[Dataset items]
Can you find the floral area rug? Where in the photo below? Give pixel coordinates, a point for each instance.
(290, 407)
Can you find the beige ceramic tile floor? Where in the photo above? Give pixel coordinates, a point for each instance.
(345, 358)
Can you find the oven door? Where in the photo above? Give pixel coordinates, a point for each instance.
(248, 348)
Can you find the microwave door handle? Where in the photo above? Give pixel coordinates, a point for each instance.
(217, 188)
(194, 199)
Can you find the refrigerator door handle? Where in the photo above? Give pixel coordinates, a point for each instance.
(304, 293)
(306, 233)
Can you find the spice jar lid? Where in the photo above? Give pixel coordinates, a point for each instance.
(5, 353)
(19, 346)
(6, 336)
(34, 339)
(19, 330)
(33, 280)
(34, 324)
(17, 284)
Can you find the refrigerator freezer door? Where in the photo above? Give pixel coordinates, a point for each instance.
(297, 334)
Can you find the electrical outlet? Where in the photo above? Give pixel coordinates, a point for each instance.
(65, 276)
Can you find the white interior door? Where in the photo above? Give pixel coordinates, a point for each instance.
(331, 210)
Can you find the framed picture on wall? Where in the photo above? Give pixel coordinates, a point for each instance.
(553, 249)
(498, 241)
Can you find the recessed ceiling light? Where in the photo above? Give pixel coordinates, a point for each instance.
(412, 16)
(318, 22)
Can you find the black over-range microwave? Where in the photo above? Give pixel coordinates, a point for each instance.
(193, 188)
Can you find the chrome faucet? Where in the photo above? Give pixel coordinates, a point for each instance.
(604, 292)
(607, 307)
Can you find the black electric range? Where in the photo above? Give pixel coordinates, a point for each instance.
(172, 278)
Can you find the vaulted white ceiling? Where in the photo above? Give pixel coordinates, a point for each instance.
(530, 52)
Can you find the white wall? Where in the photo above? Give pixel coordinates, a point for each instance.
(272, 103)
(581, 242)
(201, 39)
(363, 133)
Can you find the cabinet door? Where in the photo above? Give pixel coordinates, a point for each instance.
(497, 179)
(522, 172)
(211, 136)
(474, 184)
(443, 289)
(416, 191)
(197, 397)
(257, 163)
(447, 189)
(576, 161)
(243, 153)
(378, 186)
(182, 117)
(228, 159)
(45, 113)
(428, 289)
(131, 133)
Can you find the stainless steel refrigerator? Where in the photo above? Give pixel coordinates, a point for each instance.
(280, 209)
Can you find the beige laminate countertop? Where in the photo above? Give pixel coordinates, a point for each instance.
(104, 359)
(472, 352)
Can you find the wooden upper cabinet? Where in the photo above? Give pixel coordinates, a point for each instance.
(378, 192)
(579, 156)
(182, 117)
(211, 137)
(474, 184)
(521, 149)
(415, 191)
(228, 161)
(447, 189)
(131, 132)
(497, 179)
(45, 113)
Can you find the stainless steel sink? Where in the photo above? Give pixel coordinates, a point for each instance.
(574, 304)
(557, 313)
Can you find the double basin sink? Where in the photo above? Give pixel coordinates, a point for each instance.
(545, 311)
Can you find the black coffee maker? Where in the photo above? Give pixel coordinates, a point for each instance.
==
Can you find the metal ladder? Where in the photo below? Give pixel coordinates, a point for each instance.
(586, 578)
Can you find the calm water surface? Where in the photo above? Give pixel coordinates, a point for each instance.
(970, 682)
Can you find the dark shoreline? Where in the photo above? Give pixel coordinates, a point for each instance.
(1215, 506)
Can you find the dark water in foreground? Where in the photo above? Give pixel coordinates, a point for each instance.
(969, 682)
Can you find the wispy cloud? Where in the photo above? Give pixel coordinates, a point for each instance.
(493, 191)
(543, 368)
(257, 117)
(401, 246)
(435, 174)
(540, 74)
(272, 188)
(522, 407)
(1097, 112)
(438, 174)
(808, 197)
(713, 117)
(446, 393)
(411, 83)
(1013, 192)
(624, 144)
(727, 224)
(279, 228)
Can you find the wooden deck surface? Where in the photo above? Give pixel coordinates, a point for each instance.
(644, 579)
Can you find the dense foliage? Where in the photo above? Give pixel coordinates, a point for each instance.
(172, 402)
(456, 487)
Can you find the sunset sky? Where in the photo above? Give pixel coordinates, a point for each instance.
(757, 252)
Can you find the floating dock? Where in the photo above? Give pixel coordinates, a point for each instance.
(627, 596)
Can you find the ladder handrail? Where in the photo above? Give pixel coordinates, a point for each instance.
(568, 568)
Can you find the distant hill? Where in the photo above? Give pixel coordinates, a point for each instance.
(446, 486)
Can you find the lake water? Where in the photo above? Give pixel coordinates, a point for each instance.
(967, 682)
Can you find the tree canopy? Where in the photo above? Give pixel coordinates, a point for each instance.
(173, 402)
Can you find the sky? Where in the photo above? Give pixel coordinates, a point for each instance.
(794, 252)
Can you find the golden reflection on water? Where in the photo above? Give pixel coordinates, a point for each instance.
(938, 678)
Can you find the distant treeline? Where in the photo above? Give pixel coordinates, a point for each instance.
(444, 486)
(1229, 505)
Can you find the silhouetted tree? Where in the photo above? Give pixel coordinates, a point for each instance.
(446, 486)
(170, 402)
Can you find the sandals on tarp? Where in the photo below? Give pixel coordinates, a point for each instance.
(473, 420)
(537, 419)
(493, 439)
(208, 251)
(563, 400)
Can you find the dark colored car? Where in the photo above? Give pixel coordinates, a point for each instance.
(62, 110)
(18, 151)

What you will do: Pull out each line in the records above that contains the word "wall", and copy those lines over unchanged.

Response to the task:
Can you find the framed picture on wall? Where in the photo above? Give pixel coordinates, a point for each instance.
Can you find the white wall? Where in the photo above? Give pixel coordinates, a point for each instance.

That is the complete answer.